• _TO DO_
Please state how many lines in the records below contain the word "soldier". Give only the number.

Stored records
^^^^
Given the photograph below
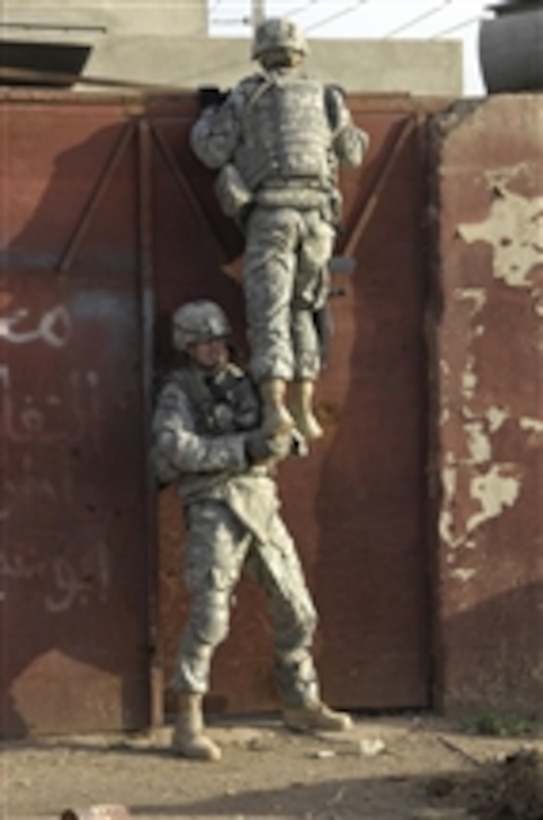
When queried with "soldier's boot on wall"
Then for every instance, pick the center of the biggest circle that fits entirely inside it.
(301, 405)
(189, 739)
(276, 417)
(316, 717)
^^^^
• _REPLY TO THE EXERCISE_
1